▶ [Source material]
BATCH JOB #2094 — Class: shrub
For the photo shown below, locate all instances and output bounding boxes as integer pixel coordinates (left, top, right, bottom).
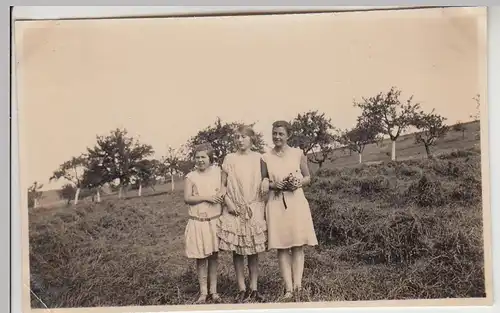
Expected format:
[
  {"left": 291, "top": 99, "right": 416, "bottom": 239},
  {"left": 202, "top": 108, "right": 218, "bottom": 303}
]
[{"left": 405, "top": 175, "right": 446, "bottom": 207}]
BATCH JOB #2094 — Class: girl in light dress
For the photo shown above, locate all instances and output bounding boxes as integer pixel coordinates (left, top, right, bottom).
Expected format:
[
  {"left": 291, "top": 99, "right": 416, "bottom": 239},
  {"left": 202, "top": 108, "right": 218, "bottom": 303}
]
[
  {"left": 260, "top": 120, "right": 319, "bottom": 302},
  {"left": 217, "top": 125, "right": 268, "bottom": 303},
  {"left": 183, "top": 143, "right": 225, "bottom": 304}
]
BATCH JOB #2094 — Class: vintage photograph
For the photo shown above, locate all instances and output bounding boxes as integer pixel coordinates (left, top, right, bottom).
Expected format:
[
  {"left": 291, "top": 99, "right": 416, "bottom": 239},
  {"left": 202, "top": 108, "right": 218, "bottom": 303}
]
[{"left": 14, "top": 6, "right": 490, "bottom": 311}]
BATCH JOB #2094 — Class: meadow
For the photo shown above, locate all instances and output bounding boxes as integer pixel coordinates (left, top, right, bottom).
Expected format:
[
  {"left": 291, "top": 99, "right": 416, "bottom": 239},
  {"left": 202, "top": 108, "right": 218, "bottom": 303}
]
[{"left": 28, "top": 121, "right": 486, "bottom": 308}]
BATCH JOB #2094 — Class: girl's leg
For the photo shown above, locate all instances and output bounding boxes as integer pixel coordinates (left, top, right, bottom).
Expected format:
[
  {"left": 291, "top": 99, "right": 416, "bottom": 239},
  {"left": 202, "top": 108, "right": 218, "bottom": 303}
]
[
  {"left": 244, "top": 253, "right": 264, "bottom": 302},
  {"left": 291, "top": 246, "right": 305, "bottom": 290},
  {"left": 208, "top": 253, "right": 221, "bottom": 302},
  {"left": 196, "top": 258, "right": 209, "bottom": 303},
  {"left": 233, "top": 252, "right": 246, "bottom": 293},
  {"left": 247, "top": 253, "right": 259, "bottom": 291},
  {"left": 277, "top": 249, "right": 293, "bottom": 298}
]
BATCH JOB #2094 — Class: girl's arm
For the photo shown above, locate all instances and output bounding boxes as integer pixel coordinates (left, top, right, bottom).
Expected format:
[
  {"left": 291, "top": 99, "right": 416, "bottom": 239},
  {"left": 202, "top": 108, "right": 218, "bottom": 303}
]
[
  {"left": 299, "top": 154, "right": 311, "bottom": 187},
  {"left": 220, "top": 163, "right": 238, "bottom": 215},
  {"left": 184, "top": 177, "right": 209, "bottom": 205}
]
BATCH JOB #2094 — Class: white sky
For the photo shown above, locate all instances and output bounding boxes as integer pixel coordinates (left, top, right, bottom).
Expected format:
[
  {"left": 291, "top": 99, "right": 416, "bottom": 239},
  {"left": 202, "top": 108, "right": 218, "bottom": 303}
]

▶ [Work required]
In your copy, restate the data above word for word but leave out any picture.

▶ [Solution for this task]
BATCH JOB #2094 — Class: shrub
For the photo shown below, locate all instances and output bounding boxes as integer pixel coordinates (left, top, right, bottom).
Expected format:
[
  {"left": 291, "top": 99, "right": 416, "bottom": 239},
  {"left": 202, "top": 108, "right": 218, "bottom": 303}
]
[{"left": 405, "top": 175, "right": 446, "bottom": 207}]
BATCH JOB #2094 — Class: girl in light dress
For the photo shown above, locate all instances and output bounding boxes as integer pixel coordinates (left, top, right, bottom).
Expected format:
[
  {"left": 291, "top": 99, "right": 416, "bottom": 239},
  {"left": 202, "top": 108, "right": 218, "bottom": 303}
]
[
  {"left": 260, "top": 120, "right": 319, "bottom": 302},
  {"left": 217, "top": 125, "right": 268, "bottom": 303},
  {"left": 183, "top": 143, "right": 225, "bottom": 304}
]
BATCH JOB #2094 — Class: vintage photograph
For the photo shown above, locate all instances and output bounding boxes as integer pixel coordinates (left, top, right, bottom).
Expected format:
[
  {"left": 291, "top": 99, "right": 416, "bottom": 239},
  {"left": 202, "top": 108, "right": 218, "bottom": 303}
]
[{"left": 14, "top": 6, "right": 490, "bottom": 311}]
BATCH JOB #2094 — Class: meadow
For the photo shown above, locate all instances and output bounding boxes as integer pixel coordinates (left, top, right, bottom).
Expected format:
[
  {"left": 291, "top": 99, "right": 416, "bottom": 239},
  {"left": 202, "top": 108, "right": 218, "bottom": 303}
]
[{"left": 28, "top": 121, "right": 486, "bottom": 308}]
BATCH JOB #2094 — Class: girl's leg
For the photo shown above, locate all instances and output bounding boxes as integer pixel coordinates (left, top, right, bottom).
Expected format:
[
  {"left": 291, "top": 99, "right": 416, "bottom": 239},
  {"left": 202, "top": 108, "right": 218, "bottom": 303}
]
[
  {"left": 244, "top": 253, "right": 264, "bottom": 302},
  {"left": 291, "top": 246, "right": 305, "bottom": 290},
  {"left": 208, "top": 253, "right": 221, "bottom": 302},
  {"left": 196, "top": 258, "right": 209, "bottom": 303},
  {"left": 233, "top": 252, "right": 246, "bottom": 293},
  {"left": 247, "top": 253, "right": 259, "bottom": 291},
  {"left": 277, "top": 249, "right": 293, "bottom": 298}
]
BATCH JOB #2094 — Class: girl's arm
For the photo shown above, locate all instances and output bounding boxes as integer pixel coordinates (left, top, right, bottom).
Expected format:
[
  {"left": 291, "top": 99, "right": 416, "bottom": 239},
  {"left": 202, "top": 108, "right": 218, "bottom": 303}
]
[
  {"left": 299, "top": 154, "right": 311, "bottom": 187},
  {"left": 220, "top": 163, "right": 238, "bottom": 215},
  {"left": 184, "top": 177, "right": 209, "bottom": 205}
]
BATCH JOB #2094 — Class: white sky
For the photo shown above, locate all instances and output bounding boxes as integer pixel coordinates (left, top, right, bottom).
Expected format:
[
  {"left": 291, "top": 99, "right": 416, "bottom": 239},
  {"left": 202, "top": 108, "right": 218, "bottom": 303}
]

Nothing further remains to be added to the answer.